● **Problem to solve**
Rewrite each of the entries below, changing "in this photo" to "in this image" everywhere and keeping everything else the same. Leave out the pictures.

● **Material shown**
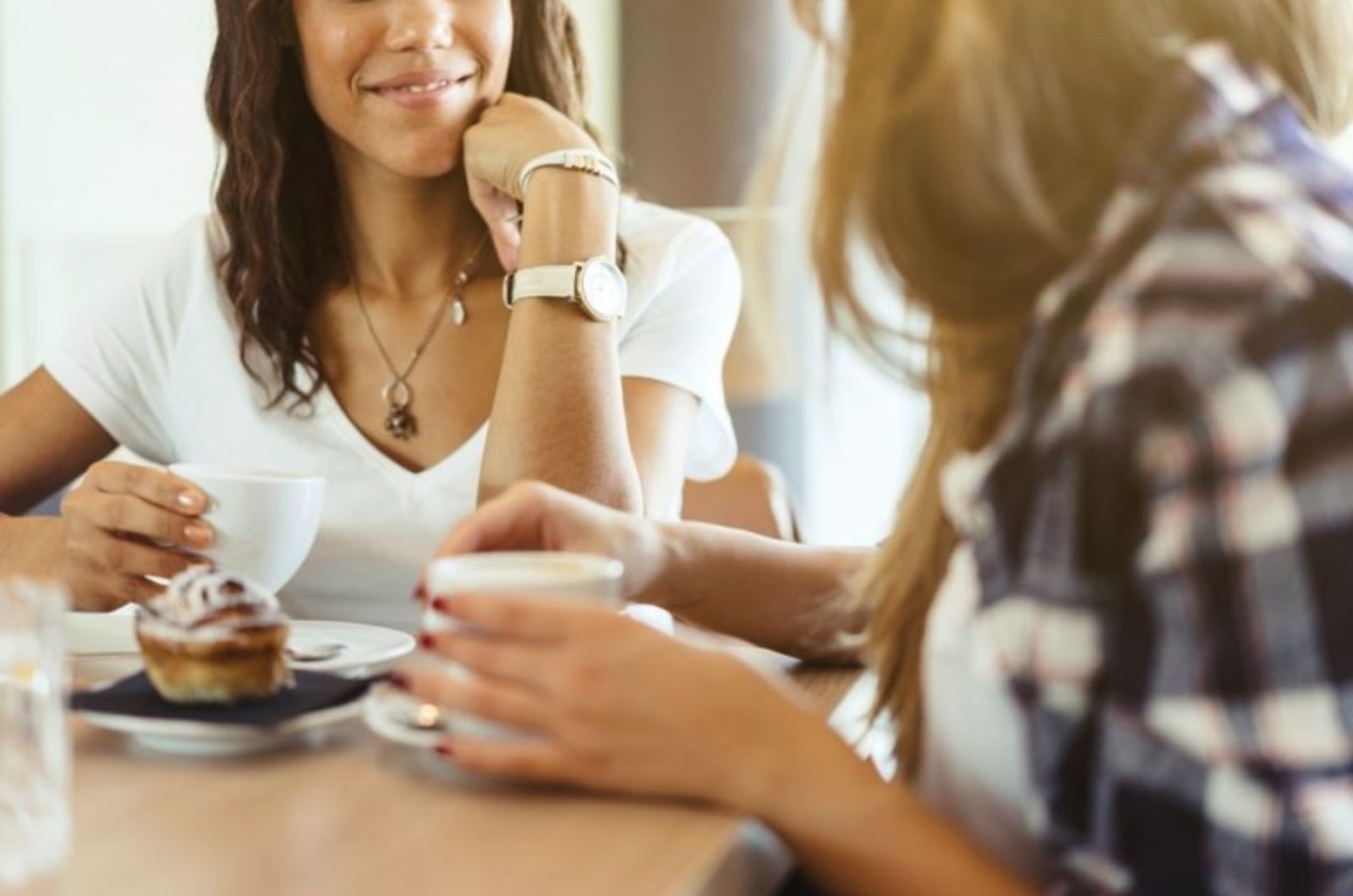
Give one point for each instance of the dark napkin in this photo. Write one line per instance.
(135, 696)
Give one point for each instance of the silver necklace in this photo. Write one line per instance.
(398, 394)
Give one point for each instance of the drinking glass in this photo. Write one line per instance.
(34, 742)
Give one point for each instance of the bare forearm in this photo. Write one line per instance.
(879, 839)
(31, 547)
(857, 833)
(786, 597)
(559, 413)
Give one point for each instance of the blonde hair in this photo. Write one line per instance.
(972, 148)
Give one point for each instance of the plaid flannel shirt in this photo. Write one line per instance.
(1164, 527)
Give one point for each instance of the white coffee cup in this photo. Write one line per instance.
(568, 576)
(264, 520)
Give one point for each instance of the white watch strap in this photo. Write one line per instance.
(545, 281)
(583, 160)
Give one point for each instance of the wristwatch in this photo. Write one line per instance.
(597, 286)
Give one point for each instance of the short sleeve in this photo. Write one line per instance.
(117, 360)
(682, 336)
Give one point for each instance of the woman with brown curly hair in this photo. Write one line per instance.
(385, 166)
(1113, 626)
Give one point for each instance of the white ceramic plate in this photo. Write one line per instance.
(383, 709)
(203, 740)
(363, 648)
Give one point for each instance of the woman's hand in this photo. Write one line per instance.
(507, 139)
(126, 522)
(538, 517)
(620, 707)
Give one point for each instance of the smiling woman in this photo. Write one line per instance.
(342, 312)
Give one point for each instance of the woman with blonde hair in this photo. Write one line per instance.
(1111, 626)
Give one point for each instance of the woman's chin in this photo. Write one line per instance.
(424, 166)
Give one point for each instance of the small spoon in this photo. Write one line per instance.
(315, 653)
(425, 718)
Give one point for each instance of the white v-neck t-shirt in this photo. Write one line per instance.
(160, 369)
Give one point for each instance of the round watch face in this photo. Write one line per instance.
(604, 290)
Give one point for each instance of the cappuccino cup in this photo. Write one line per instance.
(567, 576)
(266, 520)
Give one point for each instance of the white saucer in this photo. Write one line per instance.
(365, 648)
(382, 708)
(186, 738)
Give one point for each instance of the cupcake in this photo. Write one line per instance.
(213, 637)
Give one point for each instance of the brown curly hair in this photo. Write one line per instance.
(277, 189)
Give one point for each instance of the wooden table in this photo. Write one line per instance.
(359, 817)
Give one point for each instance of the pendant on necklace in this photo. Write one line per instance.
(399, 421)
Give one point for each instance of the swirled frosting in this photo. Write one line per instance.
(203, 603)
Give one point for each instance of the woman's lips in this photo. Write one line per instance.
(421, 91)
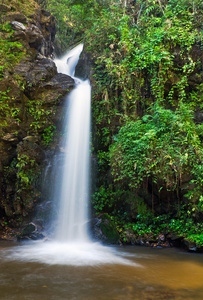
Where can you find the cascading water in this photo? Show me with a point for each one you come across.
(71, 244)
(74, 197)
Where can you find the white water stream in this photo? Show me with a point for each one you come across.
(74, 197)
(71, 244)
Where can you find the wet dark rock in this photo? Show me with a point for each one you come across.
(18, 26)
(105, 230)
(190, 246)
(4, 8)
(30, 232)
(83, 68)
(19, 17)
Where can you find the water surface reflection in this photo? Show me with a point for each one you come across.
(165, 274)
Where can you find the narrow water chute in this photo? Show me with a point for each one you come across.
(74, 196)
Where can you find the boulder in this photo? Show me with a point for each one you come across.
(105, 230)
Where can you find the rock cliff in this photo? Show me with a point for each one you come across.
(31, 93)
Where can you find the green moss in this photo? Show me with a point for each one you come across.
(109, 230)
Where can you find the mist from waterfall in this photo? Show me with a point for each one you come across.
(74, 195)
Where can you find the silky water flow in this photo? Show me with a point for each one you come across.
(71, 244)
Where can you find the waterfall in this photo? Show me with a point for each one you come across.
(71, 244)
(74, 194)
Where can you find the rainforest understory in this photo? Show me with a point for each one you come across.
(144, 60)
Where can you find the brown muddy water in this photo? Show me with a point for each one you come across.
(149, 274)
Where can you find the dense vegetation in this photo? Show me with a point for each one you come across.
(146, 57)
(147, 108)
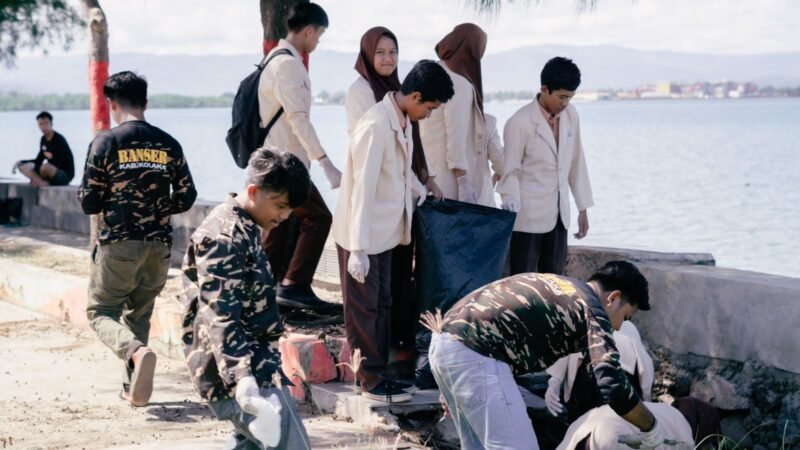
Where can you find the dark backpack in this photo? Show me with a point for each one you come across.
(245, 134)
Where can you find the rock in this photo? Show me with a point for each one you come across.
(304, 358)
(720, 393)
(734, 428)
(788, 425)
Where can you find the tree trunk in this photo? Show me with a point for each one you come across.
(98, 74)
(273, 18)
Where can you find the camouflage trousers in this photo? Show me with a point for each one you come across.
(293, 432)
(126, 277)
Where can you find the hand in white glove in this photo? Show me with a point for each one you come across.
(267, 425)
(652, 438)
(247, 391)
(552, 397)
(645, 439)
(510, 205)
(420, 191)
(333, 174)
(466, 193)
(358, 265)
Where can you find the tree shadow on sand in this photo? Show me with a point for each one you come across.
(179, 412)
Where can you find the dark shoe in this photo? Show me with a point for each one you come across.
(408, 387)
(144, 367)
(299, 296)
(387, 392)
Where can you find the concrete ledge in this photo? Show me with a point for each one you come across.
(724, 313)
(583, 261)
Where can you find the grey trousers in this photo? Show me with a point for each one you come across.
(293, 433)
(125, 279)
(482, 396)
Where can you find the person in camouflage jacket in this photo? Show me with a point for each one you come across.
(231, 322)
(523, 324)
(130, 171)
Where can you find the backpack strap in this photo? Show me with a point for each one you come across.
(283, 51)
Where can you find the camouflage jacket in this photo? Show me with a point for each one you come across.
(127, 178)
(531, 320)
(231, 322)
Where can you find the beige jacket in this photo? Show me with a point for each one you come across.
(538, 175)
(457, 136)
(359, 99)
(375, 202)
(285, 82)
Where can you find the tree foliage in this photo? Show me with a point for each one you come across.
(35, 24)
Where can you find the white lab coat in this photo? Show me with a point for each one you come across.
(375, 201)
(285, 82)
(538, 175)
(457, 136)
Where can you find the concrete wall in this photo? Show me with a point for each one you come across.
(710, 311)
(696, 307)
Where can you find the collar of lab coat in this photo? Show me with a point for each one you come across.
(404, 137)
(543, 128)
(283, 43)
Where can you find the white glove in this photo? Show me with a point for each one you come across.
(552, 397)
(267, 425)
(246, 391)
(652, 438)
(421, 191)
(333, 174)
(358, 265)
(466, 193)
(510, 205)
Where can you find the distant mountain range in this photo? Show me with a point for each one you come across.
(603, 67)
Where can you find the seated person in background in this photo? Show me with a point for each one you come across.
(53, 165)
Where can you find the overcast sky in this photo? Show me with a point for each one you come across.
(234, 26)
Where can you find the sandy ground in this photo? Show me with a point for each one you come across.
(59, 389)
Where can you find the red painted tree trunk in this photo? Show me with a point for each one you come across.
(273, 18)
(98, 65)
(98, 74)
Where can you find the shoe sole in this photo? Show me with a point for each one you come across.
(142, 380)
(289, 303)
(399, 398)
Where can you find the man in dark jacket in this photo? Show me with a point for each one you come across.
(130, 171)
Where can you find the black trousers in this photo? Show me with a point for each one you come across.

● **Task solution**
Give one point for each instance of the dark napkin in this image. Write one line per instance.
(135, 696)
Give one point for each instance of the silver necklace in this image. Write one line per instance.
(398, 394)
Give one point for each instance of the drinking glass in this image. Write one line per instance.
(34, 742)
Give one point for each instance of the bare forearm in this image. Write one line per instance.
(879, 839)
(31, 547)
(857, 833)
(786, 597)
(559, 413)
Give one point for each instance of the blonde hair in this image. Write one line per instance.
(972, 148)
Give one point for each instance of the plaid flannel shirt in this image. Write one line per instance.
(1164, 527)
Give one point for each instance of the white coffee cup in this image. Write one line per instance.
(568, 576)
(264, 520)
Give one point for each instance of the white watch strap in this image. Write one line per instance.
(545, 281)
(583, 160)
Give one point for each instance of the wristwatch in this image. Write one line per instance.
(597, 286)
Give one point for each instance of the short sleeve in this image. Write one line per instance.
(117, 360)
(682, 336)
Give one point for each instance of the woman with brown curly hair in this image. Write one line per instance.
(385, 166)
(1113, 626)
Give one point for each instance of the white ceramic plate in this image. Write one line per instance.
(383, 709)
(203, 740)
(363, 648)
Give one point for each instance of the woman's hand in this image. Write one line per instance.
(507, 139)
(126, 522)
(538, 517)
(620, 707)
Give one point for each instance of the smiling woman in this image. Write one line per instance.
(342, 312)
Give one point for each instance of the woman with blonde hair in this image. Write one line per instance.
(1111, 626)
Give one point for each instance of the woman's chin in this image. Write one line per instance.
(424, 166)
Give one point for each instance of the small spoon in this image. Write one line per instance.
(315, 653)
(425, 718)
Give one point for each instance of the white v-neck t-shirt in this image. Write one line per instance.
(160, 369)
Give one point for each instance of the round watch face in this image. Write one line per instance.
(604, 290)
Give one point for each instance of the cappuccino cup in this image. Write one line per instance.
(567, 576)
(266, 520)
Give one point for each instance of the white saucer in this image. Write one line per instance.
(365, 648)
(382, 708)
(186, 738)
Give one point for each instance of the cupcake in this image. Write one line per instance.
(213, 637)
Give one point for each instance of the brown curly hair in this image. Write one line per instance.
(277, 189)
Give one point for each instance of the wooden table in this image. Write one line per instance.
(359, 817)
Give one point for each instance of the pendant on necklace in this image. Write one line per instance.
(399, 421)
Give one point for each instance of the swirled frosting in this image. Write one line per instance.
(203, 603)
Give one point for each instance of the woman's lips in this image. Write one line per instance.
(421, 91)
Where can you find the cascading water in this image? Show me with a point for each one you come across.
(71, 244)
(74, 197)
Where can you find the white water stream in this image? Show me with a point for each one you come across.
(74, 197)
(71, 244)
Where can you find the wet dark rock in this image? Show me with a point for each one you come across.
(18, 26)
(105, 230)
(190, 246)
(4, 8)
(30, 232)
(83, 68)
(19, 17)
Where can you find the water surface reflection in this image? Show me with a point for each one you come across.
(165, 274)
Where can you find the narrow water chute in this image? Show me with a point for each one you come across.
(74, 196)
Where can you find the boulder in this image? Show me with a point for each one you come across.
(105, 230)
Where can you find the rock cliff in this image? Show me with a point for each one you come across.
(31, 93)
Where can you find the green moss in this image? Show me with a point for each one you come across.
(109, 230)
Where can you find the mist from waterfall in this image? Show me with a point for each one you come across.
(74, 195)
Where can you find the silky water flow in this image? Show me with a point for each one you come across.
(71, 244)
Where can you find the waterfall in this image? Show me with a point for each one you come across.
(71, 244)
(74, 194)
Where can you find the rainforest understory in this image? Show me with a point for each one you come across.
(144, 60)
Where can you find the brown muddy water in this image? Show me with a point for each one you come across.
(149, 274)
Where can you find the dense vegetation in this image? Show me with a point for each one you come across.
(146, 57)
(147, 108)
Where can you find the dark backpack in this image? Show me with a point for each one you come across.
(245, 134)
Where can you find the rock in this image? Show me with a point for each one you come across.
(304, 358)
(720, 393)
(734, 428)
(788, 425)
Where can you find the tree trunk in this image? Show me with a point for each one you come across.
(98, 74)
(273, 18)
Where can you find the camouflage trousers in this image? Show me with a point for each one you come across.
(293, 432)
(126, 277)
Where can you find the hand in white glove in this image? Show me with a point for each one you come across.
(267, 425)
(652, 438)
(247, 391)
(552, 397)
(645, 439)
(510, 205)
(420, 191)
(333, 174)
(466, 193)
(358, 265)
Where can you find the tree shadow on sand in this image? Show me with a point for each one you come across.
(179, 412)
Where can you find the dark shoe in this image? Show me with a point for each one you come across.
(408, 387)
(144, 367)
(299, 296)
(387, 392)
Where can you find the concrete ledge in this image? Show me with a point for each one you come across.
(724, 313)
(583, 261)
Where can you find the grey trousers in this image? Show me with a point for each one you come across.
(293, 433)
(125, 279)
(482, 396)
Where can you find the person in camouflage jacket in this image? Show me with a point for each one you come across.
(231, 322)
(523, 324)
(130, 171)
Where can you find the backpack strap in this image? Show me with a point for each one you come across.
(283, 51)
Where can you find the camouflage jacket in this image? Show me with a point for each one you come across.
(127, 178)
(531, 320)
(231, 322)
Where can you find the beige jacket in this image? Show me with a point for each one you come across.
(538, 175)
(457, 136)
(359, 99)
(375, 202)
(285, 82)
Where can you find the tree foliage in this image? Show me with a point for each one you come across.
(35, 24)
Where can you find the white lab coat in this image? Show me with a point for each one you come across.
(375, 201)
(285, 82)
(538, 175)
(457, 136)
Where can you find the concrete wall in this image? Show me with a point for each one you come across.
(710, 311)
(696, 307)
Where can you find the collar of lab coat in this image? Show me with a point for each one you come across.
(404, 137)
(543, 128)
(283, 43)
Where can you find the white glove in this image? Show me with a point for each one you come across.
(552, 397)
(267, 425)
(246, 391)
(652, 438)
(421, 191)
(333, 174)
(358, 265)
(466, 193)
(510, 205)
Where can you find the distant mountain range in this image? Show me with a point for each one you come across.
(603, 67)
Where can you find the seated person in background in this image? Show me with a point for each one you come across.
(53, 165)
Where can you find the overcast sky in this image? Show me with a point for each one you come across.
(234, 26)
Where can you find the sandy ground in this image? Show me with a point for each one you come across.
(59, 389)
Where can you find the red painted tree trunk in this image? Show me with a point for each one you come across.
(273, 18)
(98, 65)
(98, 74)
Where can you find the shoe sole in this image? Show me with a point for each one you come across.
(142, 380)
(289, 303)
(399, 398)
Where can you find the man in dark jacket in this image? Show me with a point for each one you come across.
(130, 171)
Where can you find the black trousers in this image? Show me with a point for each one you come across.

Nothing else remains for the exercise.